**TASK ITEM**
Please give an exact copy of every line from the one holding "Target: tree trunk" through the final line of the records below.

--------------------------------

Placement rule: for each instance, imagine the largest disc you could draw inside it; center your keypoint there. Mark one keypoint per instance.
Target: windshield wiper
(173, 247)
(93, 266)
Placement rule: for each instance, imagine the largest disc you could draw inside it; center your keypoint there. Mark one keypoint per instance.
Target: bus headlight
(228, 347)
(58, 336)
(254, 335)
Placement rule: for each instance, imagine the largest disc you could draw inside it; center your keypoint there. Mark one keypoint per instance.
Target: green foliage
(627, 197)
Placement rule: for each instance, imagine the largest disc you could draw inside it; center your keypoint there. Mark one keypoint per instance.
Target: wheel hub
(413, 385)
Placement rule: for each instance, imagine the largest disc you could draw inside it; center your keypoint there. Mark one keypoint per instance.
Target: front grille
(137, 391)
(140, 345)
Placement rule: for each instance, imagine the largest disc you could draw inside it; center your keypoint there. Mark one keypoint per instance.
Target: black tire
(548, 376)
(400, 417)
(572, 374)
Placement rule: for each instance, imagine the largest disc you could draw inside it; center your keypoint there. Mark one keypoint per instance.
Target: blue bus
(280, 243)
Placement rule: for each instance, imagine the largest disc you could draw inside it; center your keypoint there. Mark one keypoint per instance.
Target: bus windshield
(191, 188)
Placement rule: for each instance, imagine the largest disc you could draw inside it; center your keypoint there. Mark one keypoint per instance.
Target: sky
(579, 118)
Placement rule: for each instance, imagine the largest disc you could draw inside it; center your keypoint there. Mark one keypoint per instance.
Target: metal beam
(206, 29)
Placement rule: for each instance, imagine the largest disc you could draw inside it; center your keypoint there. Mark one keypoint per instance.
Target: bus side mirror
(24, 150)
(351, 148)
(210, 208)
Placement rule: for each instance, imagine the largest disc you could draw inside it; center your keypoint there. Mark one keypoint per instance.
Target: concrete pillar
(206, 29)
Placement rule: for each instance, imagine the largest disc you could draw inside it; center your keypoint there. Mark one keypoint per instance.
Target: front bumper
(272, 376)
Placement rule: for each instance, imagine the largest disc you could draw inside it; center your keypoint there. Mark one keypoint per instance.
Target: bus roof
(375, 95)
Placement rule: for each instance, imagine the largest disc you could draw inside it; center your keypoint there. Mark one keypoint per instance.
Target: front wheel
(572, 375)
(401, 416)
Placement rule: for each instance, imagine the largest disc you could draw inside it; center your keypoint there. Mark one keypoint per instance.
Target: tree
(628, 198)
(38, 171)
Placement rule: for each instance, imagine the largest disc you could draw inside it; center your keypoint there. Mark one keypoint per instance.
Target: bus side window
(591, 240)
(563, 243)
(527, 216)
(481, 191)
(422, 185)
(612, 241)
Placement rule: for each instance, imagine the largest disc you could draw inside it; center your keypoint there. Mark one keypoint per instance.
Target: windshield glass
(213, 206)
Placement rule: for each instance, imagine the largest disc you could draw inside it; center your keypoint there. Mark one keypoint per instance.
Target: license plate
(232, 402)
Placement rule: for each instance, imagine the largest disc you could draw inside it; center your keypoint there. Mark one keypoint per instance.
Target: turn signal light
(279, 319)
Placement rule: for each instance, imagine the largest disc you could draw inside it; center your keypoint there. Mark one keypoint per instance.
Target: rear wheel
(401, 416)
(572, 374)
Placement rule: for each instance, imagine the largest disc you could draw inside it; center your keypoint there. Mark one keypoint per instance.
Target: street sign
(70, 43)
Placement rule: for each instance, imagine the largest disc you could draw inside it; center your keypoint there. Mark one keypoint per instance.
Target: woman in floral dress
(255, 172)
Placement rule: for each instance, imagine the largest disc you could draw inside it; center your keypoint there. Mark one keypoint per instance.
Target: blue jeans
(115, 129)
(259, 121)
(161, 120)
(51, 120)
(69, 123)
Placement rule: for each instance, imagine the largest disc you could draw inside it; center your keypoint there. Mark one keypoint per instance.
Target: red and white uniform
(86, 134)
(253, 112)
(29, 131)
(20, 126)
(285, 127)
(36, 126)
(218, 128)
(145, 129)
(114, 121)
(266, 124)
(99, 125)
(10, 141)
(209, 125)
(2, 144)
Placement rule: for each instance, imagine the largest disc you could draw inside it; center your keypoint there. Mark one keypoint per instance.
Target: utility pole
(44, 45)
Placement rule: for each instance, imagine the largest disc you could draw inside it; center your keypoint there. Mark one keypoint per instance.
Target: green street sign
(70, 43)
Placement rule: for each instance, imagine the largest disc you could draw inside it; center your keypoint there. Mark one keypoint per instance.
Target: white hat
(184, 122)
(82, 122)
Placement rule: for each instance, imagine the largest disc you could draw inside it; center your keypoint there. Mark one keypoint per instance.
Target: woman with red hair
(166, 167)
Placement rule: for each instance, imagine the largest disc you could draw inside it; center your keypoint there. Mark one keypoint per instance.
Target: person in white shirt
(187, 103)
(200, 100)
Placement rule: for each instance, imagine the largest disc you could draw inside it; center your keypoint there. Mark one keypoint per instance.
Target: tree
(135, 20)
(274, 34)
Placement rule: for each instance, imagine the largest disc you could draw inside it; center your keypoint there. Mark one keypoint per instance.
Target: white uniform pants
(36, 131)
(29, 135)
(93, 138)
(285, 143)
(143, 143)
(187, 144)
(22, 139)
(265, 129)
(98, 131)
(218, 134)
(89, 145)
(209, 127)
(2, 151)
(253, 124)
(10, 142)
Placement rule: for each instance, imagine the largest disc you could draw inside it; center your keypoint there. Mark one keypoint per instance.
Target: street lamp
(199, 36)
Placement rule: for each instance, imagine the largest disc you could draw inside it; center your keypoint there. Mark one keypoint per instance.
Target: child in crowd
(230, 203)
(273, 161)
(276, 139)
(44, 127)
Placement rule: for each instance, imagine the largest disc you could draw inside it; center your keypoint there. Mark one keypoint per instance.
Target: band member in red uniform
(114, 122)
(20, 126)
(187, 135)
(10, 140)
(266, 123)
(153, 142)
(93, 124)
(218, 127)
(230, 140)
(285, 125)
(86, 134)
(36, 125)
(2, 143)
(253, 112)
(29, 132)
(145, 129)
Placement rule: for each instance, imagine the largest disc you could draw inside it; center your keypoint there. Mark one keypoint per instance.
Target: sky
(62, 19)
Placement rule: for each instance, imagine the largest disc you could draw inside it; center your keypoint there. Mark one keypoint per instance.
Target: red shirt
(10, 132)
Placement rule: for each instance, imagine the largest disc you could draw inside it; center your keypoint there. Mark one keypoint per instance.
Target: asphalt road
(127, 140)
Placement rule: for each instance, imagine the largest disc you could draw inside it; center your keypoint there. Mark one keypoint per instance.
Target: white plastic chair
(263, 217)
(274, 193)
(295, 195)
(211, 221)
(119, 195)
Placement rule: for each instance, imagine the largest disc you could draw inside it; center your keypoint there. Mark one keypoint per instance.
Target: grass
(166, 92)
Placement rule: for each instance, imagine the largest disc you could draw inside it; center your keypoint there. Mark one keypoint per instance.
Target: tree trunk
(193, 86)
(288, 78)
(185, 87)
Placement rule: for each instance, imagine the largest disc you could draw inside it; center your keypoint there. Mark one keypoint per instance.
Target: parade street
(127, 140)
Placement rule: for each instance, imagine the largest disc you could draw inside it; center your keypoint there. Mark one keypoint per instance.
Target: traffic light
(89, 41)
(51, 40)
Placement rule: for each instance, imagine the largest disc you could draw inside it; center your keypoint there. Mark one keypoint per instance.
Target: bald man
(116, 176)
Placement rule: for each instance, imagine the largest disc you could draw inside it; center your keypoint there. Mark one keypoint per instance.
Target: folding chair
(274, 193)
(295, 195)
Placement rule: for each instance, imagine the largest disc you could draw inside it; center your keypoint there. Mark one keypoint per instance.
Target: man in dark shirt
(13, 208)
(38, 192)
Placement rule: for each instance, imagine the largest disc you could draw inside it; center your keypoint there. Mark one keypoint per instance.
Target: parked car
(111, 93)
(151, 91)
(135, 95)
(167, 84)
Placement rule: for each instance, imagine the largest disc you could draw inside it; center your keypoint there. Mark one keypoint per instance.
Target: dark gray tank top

--------------------------------

**YOUR RESPONSE**
Target: tree trunk
(193, 86)
(288, 78)
(185, 87)
Placement rule: for each instance, imagine the largest disc you could draw inside it; center your keypoint there. Mark one keypoint per instance.
Target: parade street
(127, 140)
Placement rule: for each instance, imagine the largest disc you could draw inside it; center your keypoint there. Mark one keypoint per instance.
Target: traffic light
(89, 41)
(51, 40)
Placement rule: for each instance, imagine the largest disc you could draw inside it; center your keypoint there. Mark one keypoint per instance.
Target: bald man
(116, 176)
Placement rule: for each instance, imagine the largest disc you could draw inside it; center your keypoint there. Mark one keypoint per instance.
Target: folding chair
(274, 193)
(295, 195)
Placement rule: for each instance, imagine the largest disc you could draw inside it; center your keypoint there. Mark one keypoint per instance.
Target: man in dark shirt
(13, 208)
(38, 192)
Placement rule: for each instance, imagine the largest disc you could draw inside it; center your keypoint there. Mark one keypoint per instance.
Target: parked car
(111, 93)
(151, 91)
(135, 95)
(167, 84)
Placement rule: for each instance, imagine the largest disc you could draw inside it; center your keypoint there. Mark one keypoint per instance.
Target: dark gray tank top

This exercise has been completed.